> EXCERPT PROVIDED
#####

September, 2000: Mike was two years along in the battle against ALS (Lou Gehrig’s Disease) at that point and having lost his ability to swallow food, he’d had a feeding tube surgically placed so that he could receive nutrition. Once he was home from the hospital, he was being fed by an infusion pump, equipped with a startlingly loud alarm that would sound, should the machinery malfunction. The at-home nursing instructor showed me the intricacies of the machinery, how to change the various nutrient-filled bags and how to properly navigate the maze of tubing, while Mike had that look on his face to which I had become accustomed… the look that clearly said, “I am so over this”. Who could blame him?
As cruel fate would have it, the infusion machinery did indeed malfunction and it naturally chose to do so at 2:30 a.m.; setting off the aforesaid startling alarms both on the machine and in my heart rhythms. It being the middle of the night and as one might expect, I could not get anyone on the phone to help me, thereafter resulting in one very unpleasant slumber party for the two of us.
Having had absolutely no real sleep for several days and as most of our bodies do when we are not taking proper care of our health, my own body chose the day after the machinery malfunction to retaliate against me with a terrible case of shingles… so bad that I was bleeding from the backs of my legs. Add in that it was 95 degrees, our home had no air conditioning and that our family had been in this horrible battle against ALS together for two years and suffice it to say — we were not doing very well.
So as I continued to wrestle with the uncooperative infusion machinery (still insistently sounding alarms every 15 minutes) while wiping the blood from my shingle-ridden legs and trying to keep Mike cool from the terrible heat, I began to cry. Uncontrollably. Bless Mike’s heart, he was so worried watching me fall completely apart and when he asked what was wrong, I replied:
He nodded understandingly and sympathetically of course, while I felt incredibly guilty. Talk about selfishness. Where did I get off complaining — after all, he was the one who was dying. So from that day forward, I did not say another word about feeling depressed — to Mike or to anyone else.

#####

(Referring expression pointing data)
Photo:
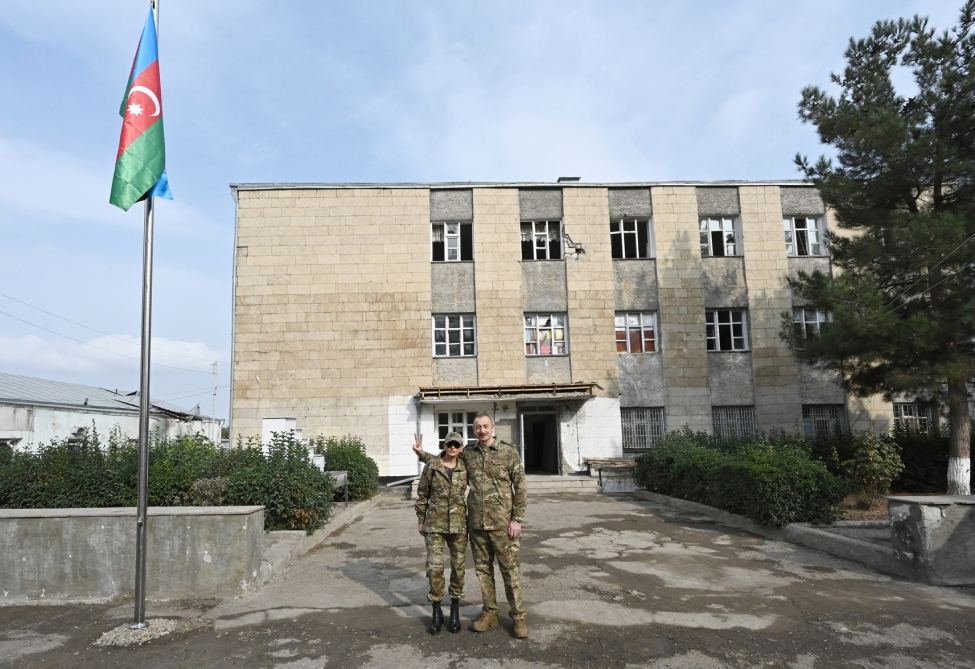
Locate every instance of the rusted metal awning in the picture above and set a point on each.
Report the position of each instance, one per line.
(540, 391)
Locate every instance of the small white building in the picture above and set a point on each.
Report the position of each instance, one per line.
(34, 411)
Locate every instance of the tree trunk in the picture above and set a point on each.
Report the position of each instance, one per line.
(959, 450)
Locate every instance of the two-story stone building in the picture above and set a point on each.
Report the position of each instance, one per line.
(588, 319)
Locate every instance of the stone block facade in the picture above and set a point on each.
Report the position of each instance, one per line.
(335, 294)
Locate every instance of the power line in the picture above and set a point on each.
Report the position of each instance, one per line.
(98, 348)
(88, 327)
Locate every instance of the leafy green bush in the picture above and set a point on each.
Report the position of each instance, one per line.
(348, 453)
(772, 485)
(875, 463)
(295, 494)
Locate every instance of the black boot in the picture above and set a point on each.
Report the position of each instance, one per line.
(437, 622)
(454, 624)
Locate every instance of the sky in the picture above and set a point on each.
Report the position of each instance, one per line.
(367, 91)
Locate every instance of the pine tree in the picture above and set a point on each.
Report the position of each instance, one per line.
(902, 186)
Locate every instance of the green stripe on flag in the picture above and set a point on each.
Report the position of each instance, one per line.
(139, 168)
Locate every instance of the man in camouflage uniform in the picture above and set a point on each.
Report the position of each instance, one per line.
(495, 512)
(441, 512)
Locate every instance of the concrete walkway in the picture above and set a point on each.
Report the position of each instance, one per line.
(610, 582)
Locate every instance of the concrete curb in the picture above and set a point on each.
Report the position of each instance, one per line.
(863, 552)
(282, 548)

#####

> ACTIVITIES
**a.** Summarize the account of caring for Mike through ALS in two sentences.
**b.** According to the account of caring for Mike, why did the writer stop mentioning feeling depressed? Answer in one to three sentences.

> WRITTEN ANSWERS
**a.** In September 2000, two years into Mike's battle with ALS, he had a feeding tube placed because he could no longer swallow, and the infusion pump that fed him malfunctioned at 2:30 a.m. when no one could be reached by phone to help. The next day the sleep-deprived writer came down with a severe case of shingles, broke down crying while fighting the alarms and the 95-degree heat, and then felt so guilty for complaining that from then on said nothing more about feeling depressed to Mike or anyone else.

**b.** After breaking down in front of Mike, the writer felt incredibly guilty and selfish for complaining, because Mike was the one who was dying. From that day forward, the writer said nothing more about feeling depressed to Mike or to anyone else.